=== Document passage ===

Legislative Alert! Do You Have a Spouse on Medicaid? Oregon Law Now Requires You to Change Your Will

According to the State of Oregon, the average cost of long-term care is now $9,551 per month. Paying for this care for very long is beyond the means of most middleclass families. In an effort to obtain good care for an ill spouse and preserve enough assets for the healthy spouse to live independently, many people in this situation apply for assistance with care costs through the Medicaid program.

Once the Medicaid application is approved, most people neglect to consider a crucial question: What happens if the healthy spouse passes away before the ill spouse? While Medicaid allows an ill spouse to have only $2,000 in assets, a healthy spouse is permitted to maintain additional assets, as much as $137,400 plus the family home, for his or her support. What will happen to these assets if the healthy spouse dies first?

The answer depends on the will of the healthy spouse. Mostly, we see that the healthy spouse has made no change at all to an old will leaving all assets to the ill spouse. In that event, if the healthy spouse dies first, all assets pass to the ill spouse. This causes two problems. First, the ill spouse will immediately lose eligibility for Medicaid benefits. Second, due to illness, the ill spouse is usually unable to manage the inheritance.

Sometimes the court has to appoint a conservator to manage the ill spouse's inheritance and pay the bills. All of this results in large expenses for the ill spouse and extra hassle for loved ones. Sometimes, the healthy spouse will go to the other extreme. Instead of leaving everything to the ill spouse, the healthy spouse signs a new will leaving nothing to the ill spouse. The problem with this is, under Oregon law, you cannot completely disinherit your spouse. An ill spouse has the right to receive a portion of the healthy spouse’s estate. If the ill spouse is on Medicaid, the State of Oregon will intervene in the healthy spouse’s estate, and the court will require that some of the healthy spouse’s estate be set aside for the ill spouse.

=== Records supplied ===

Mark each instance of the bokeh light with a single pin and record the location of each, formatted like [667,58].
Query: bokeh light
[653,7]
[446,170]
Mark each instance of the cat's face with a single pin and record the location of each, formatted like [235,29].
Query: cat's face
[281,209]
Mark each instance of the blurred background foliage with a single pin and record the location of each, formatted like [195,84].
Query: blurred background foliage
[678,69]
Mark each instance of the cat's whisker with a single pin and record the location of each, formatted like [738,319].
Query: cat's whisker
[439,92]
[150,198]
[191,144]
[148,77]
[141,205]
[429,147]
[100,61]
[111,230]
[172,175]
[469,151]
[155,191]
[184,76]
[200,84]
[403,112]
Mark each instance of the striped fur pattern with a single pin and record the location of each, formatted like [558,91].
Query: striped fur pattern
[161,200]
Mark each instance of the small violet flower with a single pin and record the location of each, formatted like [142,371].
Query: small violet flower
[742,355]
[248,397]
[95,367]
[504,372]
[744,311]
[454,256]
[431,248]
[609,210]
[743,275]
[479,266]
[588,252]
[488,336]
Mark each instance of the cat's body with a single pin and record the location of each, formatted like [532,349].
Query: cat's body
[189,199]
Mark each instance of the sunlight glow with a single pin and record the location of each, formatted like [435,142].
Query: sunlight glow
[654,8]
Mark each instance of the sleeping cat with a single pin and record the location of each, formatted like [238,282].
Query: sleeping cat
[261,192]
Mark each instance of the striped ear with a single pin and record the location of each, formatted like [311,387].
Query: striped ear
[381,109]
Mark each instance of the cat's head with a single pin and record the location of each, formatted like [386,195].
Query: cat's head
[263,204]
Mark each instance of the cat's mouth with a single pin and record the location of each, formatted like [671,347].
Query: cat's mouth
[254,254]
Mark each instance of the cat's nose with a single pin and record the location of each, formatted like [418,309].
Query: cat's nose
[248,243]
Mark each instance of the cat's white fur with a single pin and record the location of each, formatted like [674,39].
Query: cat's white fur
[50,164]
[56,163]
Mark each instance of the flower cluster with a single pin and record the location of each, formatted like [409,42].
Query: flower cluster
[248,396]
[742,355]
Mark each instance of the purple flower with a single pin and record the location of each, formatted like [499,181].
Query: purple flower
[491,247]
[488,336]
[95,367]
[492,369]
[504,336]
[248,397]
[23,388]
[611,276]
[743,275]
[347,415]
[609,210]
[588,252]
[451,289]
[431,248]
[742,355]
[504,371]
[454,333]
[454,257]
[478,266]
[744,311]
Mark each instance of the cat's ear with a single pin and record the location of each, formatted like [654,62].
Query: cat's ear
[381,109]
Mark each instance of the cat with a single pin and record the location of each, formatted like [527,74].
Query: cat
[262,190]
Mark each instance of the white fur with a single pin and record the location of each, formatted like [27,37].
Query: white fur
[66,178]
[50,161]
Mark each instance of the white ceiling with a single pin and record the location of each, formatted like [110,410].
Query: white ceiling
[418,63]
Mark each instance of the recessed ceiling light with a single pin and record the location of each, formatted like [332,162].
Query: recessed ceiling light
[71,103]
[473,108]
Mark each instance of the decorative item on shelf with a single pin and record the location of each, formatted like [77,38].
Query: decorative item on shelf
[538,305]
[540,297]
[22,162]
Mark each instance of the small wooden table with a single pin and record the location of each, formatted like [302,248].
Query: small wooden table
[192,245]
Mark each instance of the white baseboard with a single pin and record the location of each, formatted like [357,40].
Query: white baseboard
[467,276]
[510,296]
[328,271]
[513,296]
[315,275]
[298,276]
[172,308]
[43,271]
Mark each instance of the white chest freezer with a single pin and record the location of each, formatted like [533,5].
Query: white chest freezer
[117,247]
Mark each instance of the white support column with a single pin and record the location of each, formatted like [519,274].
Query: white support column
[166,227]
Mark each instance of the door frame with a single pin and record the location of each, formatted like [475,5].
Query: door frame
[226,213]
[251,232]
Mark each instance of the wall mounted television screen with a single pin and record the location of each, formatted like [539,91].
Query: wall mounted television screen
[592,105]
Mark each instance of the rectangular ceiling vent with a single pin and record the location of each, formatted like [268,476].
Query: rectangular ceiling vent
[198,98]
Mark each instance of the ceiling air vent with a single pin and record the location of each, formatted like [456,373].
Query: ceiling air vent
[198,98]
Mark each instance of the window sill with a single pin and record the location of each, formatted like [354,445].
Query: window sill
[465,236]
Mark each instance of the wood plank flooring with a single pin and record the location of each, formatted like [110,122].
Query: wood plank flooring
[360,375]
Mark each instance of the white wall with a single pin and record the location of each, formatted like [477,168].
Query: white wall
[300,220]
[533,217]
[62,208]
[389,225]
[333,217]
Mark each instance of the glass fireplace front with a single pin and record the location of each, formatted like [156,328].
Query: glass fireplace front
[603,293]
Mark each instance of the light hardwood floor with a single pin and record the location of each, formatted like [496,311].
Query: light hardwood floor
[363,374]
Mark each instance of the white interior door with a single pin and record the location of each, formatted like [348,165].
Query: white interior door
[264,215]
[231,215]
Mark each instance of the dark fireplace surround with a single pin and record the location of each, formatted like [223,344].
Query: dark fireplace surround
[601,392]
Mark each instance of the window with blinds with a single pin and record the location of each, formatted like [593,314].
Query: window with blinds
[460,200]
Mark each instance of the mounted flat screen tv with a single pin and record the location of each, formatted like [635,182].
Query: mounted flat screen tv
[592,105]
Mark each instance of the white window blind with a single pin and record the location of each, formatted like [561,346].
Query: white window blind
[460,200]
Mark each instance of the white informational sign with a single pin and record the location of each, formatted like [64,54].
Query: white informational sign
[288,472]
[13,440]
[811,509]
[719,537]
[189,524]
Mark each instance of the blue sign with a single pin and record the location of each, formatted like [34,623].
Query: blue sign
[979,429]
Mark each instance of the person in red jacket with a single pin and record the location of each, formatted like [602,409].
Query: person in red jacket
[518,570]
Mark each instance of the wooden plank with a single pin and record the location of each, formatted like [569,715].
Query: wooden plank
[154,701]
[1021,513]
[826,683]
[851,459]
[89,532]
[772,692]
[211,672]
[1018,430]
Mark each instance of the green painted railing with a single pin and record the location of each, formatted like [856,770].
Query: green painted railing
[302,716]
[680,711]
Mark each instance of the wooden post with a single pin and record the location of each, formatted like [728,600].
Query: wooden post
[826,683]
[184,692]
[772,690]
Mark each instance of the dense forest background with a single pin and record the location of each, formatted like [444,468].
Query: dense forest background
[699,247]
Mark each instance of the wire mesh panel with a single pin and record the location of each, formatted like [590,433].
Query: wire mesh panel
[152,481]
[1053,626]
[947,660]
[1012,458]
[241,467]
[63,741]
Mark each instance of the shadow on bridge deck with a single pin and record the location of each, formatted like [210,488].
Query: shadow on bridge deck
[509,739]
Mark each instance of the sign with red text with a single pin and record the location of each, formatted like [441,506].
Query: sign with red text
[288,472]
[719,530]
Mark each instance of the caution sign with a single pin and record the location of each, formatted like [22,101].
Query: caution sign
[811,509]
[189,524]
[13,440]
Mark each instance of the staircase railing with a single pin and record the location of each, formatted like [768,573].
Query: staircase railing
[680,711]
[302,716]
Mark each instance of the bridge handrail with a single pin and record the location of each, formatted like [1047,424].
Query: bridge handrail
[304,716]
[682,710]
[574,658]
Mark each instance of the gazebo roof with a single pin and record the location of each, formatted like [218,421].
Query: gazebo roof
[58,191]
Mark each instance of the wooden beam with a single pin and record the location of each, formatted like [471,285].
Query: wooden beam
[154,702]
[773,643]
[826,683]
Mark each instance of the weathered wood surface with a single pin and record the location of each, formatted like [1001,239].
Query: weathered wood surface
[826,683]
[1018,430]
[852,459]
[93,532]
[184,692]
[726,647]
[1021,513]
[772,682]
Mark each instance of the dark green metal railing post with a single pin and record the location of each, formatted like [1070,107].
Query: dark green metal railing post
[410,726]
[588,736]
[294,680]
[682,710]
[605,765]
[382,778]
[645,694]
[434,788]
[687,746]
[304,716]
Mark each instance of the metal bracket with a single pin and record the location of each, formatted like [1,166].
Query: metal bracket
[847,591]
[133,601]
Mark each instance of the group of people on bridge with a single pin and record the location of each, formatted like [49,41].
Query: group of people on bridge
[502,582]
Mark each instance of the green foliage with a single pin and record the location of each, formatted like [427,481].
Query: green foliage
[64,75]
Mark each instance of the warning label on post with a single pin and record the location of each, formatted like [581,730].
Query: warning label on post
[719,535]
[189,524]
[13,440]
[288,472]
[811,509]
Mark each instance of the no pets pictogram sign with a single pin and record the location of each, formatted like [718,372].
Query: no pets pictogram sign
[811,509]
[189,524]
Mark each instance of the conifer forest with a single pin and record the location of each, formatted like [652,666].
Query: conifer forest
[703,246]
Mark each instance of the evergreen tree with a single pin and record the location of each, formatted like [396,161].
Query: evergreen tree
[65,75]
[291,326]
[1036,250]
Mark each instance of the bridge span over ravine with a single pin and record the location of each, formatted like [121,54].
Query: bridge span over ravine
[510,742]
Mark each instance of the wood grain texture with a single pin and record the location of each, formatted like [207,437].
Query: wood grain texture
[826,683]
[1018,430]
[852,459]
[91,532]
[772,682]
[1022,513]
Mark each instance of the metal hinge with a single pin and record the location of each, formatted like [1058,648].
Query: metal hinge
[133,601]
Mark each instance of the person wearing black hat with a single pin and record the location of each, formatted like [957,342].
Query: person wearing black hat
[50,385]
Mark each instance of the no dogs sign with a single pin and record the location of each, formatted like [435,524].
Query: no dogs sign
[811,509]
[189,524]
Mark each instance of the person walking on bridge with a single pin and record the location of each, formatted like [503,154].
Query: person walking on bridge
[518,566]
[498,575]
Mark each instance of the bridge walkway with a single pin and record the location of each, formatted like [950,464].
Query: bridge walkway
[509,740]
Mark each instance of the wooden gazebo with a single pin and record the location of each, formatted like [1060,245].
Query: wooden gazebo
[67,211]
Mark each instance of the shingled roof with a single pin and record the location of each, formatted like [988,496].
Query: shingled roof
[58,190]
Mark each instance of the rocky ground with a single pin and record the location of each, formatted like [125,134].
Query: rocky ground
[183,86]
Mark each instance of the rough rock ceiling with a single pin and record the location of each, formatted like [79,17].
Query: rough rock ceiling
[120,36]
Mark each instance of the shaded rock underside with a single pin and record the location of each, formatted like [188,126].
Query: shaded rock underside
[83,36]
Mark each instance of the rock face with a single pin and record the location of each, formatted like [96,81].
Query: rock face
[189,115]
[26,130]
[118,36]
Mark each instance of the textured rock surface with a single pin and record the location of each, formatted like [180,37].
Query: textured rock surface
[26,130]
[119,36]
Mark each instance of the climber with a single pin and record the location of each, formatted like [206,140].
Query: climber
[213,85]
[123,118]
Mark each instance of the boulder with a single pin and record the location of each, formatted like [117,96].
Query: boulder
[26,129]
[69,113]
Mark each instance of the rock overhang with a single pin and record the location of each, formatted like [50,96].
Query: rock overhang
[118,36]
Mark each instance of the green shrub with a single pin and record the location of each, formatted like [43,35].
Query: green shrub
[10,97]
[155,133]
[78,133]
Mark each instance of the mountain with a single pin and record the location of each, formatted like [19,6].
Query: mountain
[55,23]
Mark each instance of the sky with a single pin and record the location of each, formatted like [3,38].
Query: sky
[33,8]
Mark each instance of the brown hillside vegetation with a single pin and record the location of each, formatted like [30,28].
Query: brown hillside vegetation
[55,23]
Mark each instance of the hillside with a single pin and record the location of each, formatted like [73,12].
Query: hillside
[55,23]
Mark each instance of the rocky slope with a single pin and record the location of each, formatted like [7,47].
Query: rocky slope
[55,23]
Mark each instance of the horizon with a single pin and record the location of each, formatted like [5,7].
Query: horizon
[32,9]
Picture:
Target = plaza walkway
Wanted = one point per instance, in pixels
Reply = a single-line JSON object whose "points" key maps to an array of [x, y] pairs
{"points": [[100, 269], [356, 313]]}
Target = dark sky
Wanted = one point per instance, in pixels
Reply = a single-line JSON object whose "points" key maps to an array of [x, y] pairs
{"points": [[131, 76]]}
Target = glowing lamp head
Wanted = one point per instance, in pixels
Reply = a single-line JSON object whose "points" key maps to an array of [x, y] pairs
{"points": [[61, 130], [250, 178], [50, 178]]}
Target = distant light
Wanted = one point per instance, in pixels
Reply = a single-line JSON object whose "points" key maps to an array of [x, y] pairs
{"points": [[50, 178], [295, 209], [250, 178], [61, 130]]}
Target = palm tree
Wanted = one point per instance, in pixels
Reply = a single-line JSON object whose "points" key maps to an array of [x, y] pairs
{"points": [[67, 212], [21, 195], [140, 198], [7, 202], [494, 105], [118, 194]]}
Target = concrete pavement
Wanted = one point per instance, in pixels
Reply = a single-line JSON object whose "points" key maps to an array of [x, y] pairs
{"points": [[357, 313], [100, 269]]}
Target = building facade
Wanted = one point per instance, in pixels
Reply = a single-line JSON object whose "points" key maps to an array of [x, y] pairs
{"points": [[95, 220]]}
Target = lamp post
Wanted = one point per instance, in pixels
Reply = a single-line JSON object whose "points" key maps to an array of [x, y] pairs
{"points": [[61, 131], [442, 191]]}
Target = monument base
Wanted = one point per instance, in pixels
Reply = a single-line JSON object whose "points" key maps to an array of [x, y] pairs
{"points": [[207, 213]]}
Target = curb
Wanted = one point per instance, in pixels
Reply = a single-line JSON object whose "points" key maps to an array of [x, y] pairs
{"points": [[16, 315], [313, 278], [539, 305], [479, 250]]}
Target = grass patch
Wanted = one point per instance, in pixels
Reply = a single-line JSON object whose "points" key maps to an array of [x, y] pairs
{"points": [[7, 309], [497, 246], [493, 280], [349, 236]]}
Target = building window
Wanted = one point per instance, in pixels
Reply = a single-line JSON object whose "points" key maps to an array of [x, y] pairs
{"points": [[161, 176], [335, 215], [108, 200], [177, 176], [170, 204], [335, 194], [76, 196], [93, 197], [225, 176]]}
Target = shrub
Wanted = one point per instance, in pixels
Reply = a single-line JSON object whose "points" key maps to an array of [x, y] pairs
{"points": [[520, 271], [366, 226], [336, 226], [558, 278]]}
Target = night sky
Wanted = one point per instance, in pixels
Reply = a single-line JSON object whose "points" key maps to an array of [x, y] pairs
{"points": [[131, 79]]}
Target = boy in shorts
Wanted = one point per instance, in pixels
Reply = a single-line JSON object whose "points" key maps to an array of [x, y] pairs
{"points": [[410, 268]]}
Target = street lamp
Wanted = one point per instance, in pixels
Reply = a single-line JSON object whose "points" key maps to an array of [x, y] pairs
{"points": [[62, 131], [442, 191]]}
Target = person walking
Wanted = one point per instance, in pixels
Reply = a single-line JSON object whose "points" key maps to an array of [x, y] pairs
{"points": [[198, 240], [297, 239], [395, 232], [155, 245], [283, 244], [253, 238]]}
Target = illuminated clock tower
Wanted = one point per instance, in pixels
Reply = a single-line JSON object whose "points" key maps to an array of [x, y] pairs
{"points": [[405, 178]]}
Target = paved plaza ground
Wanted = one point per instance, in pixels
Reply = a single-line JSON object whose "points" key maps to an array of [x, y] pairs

===

**Your assignment:** Copy out the legislative alert above from "Sometimes the court" to "for the ill spouse.".

**Written reply:**
Sometimes the court has to appoint a conservator to manage the ill spouse's inheritance and pay the bills. All of this results in large expenses for the ill spouse and extra hassle for loved ones. Sometimes, the healthy spouse will go to the other extreme. Instead of leaving everything to the ill spouse, the healthy spouse signs a new will leaving nothing to the ill spouse. The problem with this is, under Oregon law, you cannot completely disinherit your spouse. An ill spouse has the right to receive a portion of the healthy spouse’s estate. If the ill spouse is on Medicaid, the State of Oregon will intervene in the healthy spouse’s estate, and the court will require that some of the healthy spouse’s estate be set aside for the ill spouse.